■ **Excerpts of bounding box data**:
'''

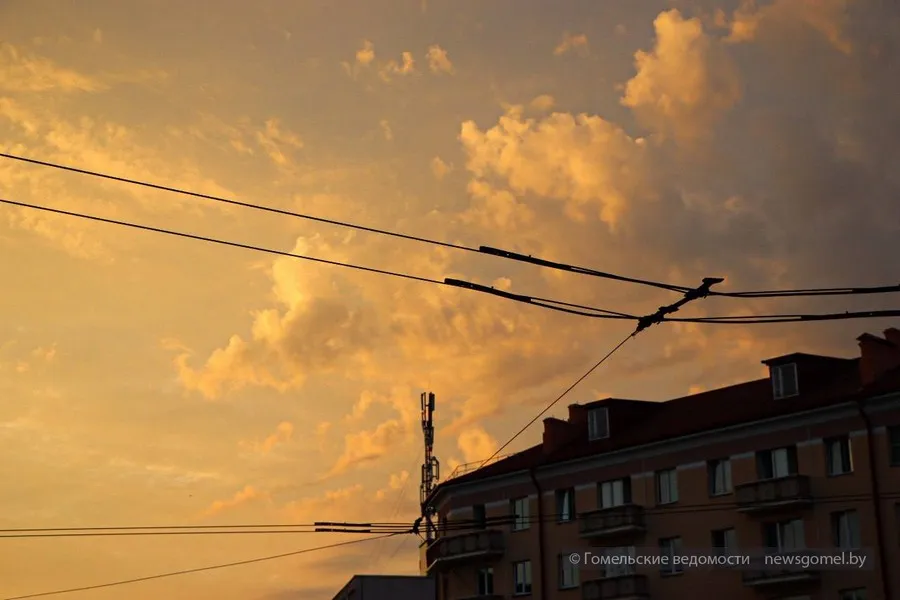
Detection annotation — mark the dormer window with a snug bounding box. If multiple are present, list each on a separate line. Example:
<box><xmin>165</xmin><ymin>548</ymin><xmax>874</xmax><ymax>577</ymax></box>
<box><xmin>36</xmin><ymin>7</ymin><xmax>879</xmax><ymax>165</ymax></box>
<box><xmin>588</xmin><ymin>408</ymin><xmax>609</xmax><ymax>440</ymax></box>
<box><xmin>771</xmin><ymin>363</ymin><xmax>800</xmax><ymax>400</ymax></box>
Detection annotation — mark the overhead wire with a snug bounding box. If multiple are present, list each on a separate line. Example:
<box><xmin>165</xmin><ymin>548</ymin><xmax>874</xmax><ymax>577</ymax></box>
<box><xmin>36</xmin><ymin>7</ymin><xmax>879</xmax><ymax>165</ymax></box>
<box><xmin>0</xmin><ymin>152</ymin><xmax>900</xmax><ymax>298</ymax></box>
<box><xmin>0</xmin><ymin>198</ymin><xmax>638</xmax><ymax>320</ymax></box>
<box><xmin>478</xmin><ymin>333</ymin><xmax>634</xmax><ymax>469</ymax></box>
<box><xmin>439</xmin><ymin>492</ymin><xmax>900</xmax><ymax>532</ymax></box>
<box><xmin>0</xmin><ymin>199</ymin><xmax>900</xmax><ymax>324</ymax></box>
<box><xmin>0</xmin><ymin>521</ymin><xmax>408</xmax><ymax>533</ymax></box>
<box><xmin>2</xmin><ymin>533</ymin><xmax>398</xmax><ymax>600</ymax></box>
<box><xmin>372</xmin><ymin>456</ymin><xmax>419</xmax><ymax>572</ymax></box>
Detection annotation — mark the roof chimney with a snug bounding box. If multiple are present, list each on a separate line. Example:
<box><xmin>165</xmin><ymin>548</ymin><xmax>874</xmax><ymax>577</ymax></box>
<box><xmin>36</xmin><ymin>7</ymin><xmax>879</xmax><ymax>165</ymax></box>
<box><xmin>542</xmin><ymin>417</ymin><xmax>572</xmax><ymax>454</ymax></box>
<box><xmin>569</xmin><ymin>404</ymin><xmax>587</xmax><ymax>428</ymax></box>
<box><xmin>884</xmin><ymin>327</ymin><xmax>900</xmax><ymax>348</ymax></box>
<box><xmin>856</xmin><ymin>328</ymin><xmax>900</xmax><ymax>385</ymax></box>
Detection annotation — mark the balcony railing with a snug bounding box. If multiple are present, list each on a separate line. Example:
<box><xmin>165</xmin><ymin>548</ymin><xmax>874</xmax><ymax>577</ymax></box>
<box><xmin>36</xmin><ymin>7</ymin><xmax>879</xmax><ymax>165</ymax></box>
<box><xmin>743</xmin><ymin>565</ymin><xmax>820</xmax><ymax>587</ymax></box>
<box><xmin>581</xmin><ymin>574</ymin><xmax>650</xmax><ymax>600</ymax></box>
<box><xmin>579</xmin><ymin>504</ymin><xmax>646</xmax><ymax>538</ymax></box>
<box><xmin>425</xmin><ymin>529</ymin><xmax>506</xmax><ymax>573</ymax></box>
<box><xmin>734</xmin><ymin>475</ymin><xmax>812</xmax><ymax>512</ymax></box>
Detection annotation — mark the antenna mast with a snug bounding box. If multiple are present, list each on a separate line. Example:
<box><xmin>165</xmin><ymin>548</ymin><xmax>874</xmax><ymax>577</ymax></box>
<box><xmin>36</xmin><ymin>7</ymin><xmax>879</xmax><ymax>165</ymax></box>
<box><xmin>419</xmin><ymin>392</ymin><xmax>441</xmax><ymax>543</ymax></box>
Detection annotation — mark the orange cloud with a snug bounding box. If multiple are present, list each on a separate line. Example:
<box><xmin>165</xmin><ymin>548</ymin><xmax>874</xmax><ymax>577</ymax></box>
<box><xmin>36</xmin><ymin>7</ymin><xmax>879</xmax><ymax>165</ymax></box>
<box><xmin>241</xmin><ymin>421</ymin><xmax>294</xmax><ymax>454</ymax></box>
<box><xmin>456</xmin><ymin>427</ymin><xmax>500</xmax><ymax>463</ymax></box>
<box><xmin>426</xmin><ymin>44</ymin><xmax>455</xmax><ymax>75</ymax></box>
<box><xmin>203</xmin><ymin>485</ymin><xmax>269</xmax><ymax>517</ymax></box>
<box><xmin>0</xmin><ymin>43</ymin><xmax>108</xmax><ymax>93</ymax></box>
<box><xmin>553</xmin><ymin>32</ymin><xmax>588</xmax><ymax>56</ymax></box>
<box><xmin>622</xmin><ymin>10</ymin><xmax>741</xmax><ymax>141</ymax></box>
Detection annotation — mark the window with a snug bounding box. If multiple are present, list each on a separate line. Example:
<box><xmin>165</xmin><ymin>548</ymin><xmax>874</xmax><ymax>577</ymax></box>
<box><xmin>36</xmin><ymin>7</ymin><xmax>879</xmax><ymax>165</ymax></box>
<box><xmin>771</xmin><ymin>363</ymin><xmax>800</xmax><ymax>400</ymax></box>
<box><xmin>763</xmin><ymin>519</ymin><xmax>806</xmax><ymax>552</ymax></box>
<box><xmin>588</xmin><ymin>408</ymin><xmax>609</xmax><ymax>440</ymax></box>
<box><xmin>556</xmin><ymin>488</ymin><xmax>575</xmax><ymax>523</ymax></box>
<box><xmin>825</xmin><ymin>435</ymin><xmax>853</xmax><ymax>475</ymax></box>
<box><xmin>708</xmin><ymin>458</ymin><xmax>731</xmax><ymax>496</ymax></box>
<box><xmin>659</xmin><ymin>537</ymin><xmax>684</xmax><ymax>575</ymax></box>
<box><xmin>472</xmin><ymin>504</ymin><xmax>487</xmax><ymax>529</ymax></box>
<box><xmin>756</xmin><ymin>446</ymin><xmax>797</xmax><ymax>479</ymax></box>
<box><xmin>512</xmin><ymin>498</ymin><xmax>530</xmax><ymax>531</ymax></box>
<box><xmin>831</xmin><ymin>510</ymin><xmax>860</xmax><ymax>550</ymax></box>
<box><xmin>513</xmin><ymin>560</ymin><xmax>531</xmax><ymax>596</ymax></box>
<box><xmin>597</xmin><ymin>477</ymin><xmax>631</xmax><ymax>508</ymax></box>
<box><xmin>656</xmin><ymin>469</ymin><xmax>678</xmax><ymax>504</ymax></box>
<box><xmin>888</xmin><ymin>425</ymin><xmax>900</xmax><ymax>467</ymax></box>
<box><xmin>478</xmin><ymin>567</ymin><xmax>494</xmax><ymax>596</ymax></box>
<box><xmin>597</xmin><ymin>546</ymin><xmax>637</xmax><ymax>577</ymax></box>
<box><xmin>559</xmin><ymin>554</ymin><xmax>578</xmax><ymax>590</ymax></box>
<box><xmin>712</xmin><ymin>528</ymin><xmax>737</xmax><ymax>556</ymax></box>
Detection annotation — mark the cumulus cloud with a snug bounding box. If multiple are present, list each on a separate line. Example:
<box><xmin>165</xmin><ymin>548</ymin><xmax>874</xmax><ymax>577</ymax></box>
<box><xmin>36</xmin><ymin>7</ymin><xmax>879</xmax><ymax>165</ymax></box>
<box><xmin>460</xmin><ymin>107</ymin><xmax>642</xmax><ymax>227</ymax></box>
<box><xmin>456</xmin><ymin>427</ymin><xmax>500</xmax><ymax>463</ymax></box>
<box><xmin>431</xmin><ymin>156</ymin><xmax>453</xmax><ymax>181</ymax></box>
<box><xmin>378</xmin><ymin>52</ymin><xmax>416</xmax><ymax>82</ymax></box>
<box><xmin>256</xmin><ymin>119</ymin><xmax>303</xmax><ymax>167</ymax></box>
<box><xmin>356</xmin><ymin>40</ymin><xmax>375</xmax><ymax>66</ymax></box>
<box><xmin>553</xmin><ymin>32</ymin><xmax>588</xmax><ymax>56</ymax></box>
<box><xmin>203</xmin><ymin>485</ymin><xmax>269</xmax><ymax>517</ymax></box>
<box><xmin>375</xmin><ymin>470</ymin><xmax>409</xmax><ymax>500</ymax></box>
<box><xmin>379</xmin><ymin>119</ymin><xmax>394</xmax><ymax>142</ymax></box>
<box><xmin>426</xmin><ymin>44</ymin><xmax>455</xmax><ymax>75</ymax></box>
<box><xmin>241</xmin><ymin>421</ymin><xmax>294</xmax><ymax>454</ymax></box>
<box><xmin>529</xmin><ymin>94</ymin><xmax>556</xmax><ymax>112</ymax></box>
<box><xmin>622</xmin><ymin>10</ymin><xmax>741</xmax><ymax>145</ymax></box>
<box><xmin>175</xmin><ymin>238</ymin><xmax>377</xmax><ymax>399</ymax></box>
<box><xmin>328</xmin><ymin>387</ymin><xmax>417</xmax><ymax>476</ymax></box>
<box><xmin>0</xmin><ymin>43</ymin><xmax>108</xmax><ymax>93</ymax></box>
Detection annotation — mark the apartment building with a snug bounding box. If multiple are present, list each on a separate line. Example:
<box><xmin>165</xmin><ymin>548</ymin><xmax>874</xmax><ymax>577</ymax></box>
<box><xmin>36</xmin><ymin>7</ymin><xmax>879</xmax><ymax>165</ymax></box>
<box><xmin>333</xmin><ymin>575</ymin><xmax>435</xmax><ymax>600</ymax></box>
<box><xmin>424</xmin><ymin>328</ymin><xmax>900</xmax><ymax>600</ymax></box>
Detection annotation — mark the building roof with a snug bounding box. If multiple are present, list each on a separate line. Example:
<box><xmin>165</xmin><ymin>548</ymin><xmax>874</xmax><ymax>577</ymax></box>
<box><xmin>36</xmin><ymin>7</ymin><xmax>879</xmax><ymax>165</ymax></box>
<box><xmin>433</xmin><ymin>334</ymin><xmax>900</xmax><ymax>495</ymax></box>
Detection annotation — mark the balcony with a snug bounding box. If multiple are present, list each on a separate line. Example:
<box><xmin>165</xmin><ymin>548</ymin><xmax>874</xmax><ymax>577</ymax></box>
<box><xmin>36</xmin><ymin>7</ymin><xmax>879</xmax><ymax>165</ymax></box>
<box><xmin>579</xmin><ymin>504</ymin><xmax>645</xmax><ymax>539</ymax></box>
<box><xmin>581</xmin><ymin>575</ymin><xmax>650</xmax><ymax>600</ymax></box>
<box><xmin>734</xmin><ymin>475</ymin><xmax>812</xmax><ymax>513</ymax></box>
<box><xmin>425</xmin><ymin>529</ymin><xmax>505</xmax><ymax>573</ymax></box>
<box><xmin>743</xmin><ymin>565</ymin><xmax>820</xmax><ymax>589</ymax></box>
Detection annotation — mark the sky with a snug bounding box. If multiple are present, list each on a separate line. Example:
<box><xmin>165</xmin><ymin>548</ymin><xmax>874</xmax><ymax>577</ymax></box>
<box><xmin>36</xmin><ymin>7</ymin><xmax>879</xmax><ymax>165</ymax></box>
<box><xmin>0</xmin><ymin>0</ymin><xmax>900</xmax><ymax>600</ymax></box>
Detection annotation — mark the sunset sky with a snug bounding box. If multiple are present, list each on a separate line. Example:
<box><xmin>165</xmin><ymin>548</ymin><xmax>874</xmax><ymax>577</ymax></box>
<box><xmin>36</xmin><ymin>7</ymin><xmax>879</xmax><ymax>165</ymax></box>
<box><xmin>0</xmin><ymin>0</ymin><xmax>900</xmax><ymax>600</ymax></box>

'''

■ **Short task**: Copy the lines above without any changes, from the line that contains "Detection annotation — mark the sunset" through the very last line.

■ **Written solution**:
Detection annotation — mark the sunset sky with a snug bounding box. If multiple are present, list each on a separate line. Example:
<box><xmin>165</xmin><ymin>548</ymin><xmax>874</xmax><ymax>577</ymax></box>
<box><xmin>36</xmin><ymin>7</ymin><xmax>879</xmax><ymax>165</ymax></box>
<box><xmin>0</xmin><ymin>0</ymin><xmax>900</xmax><ymax>600</ymax></box>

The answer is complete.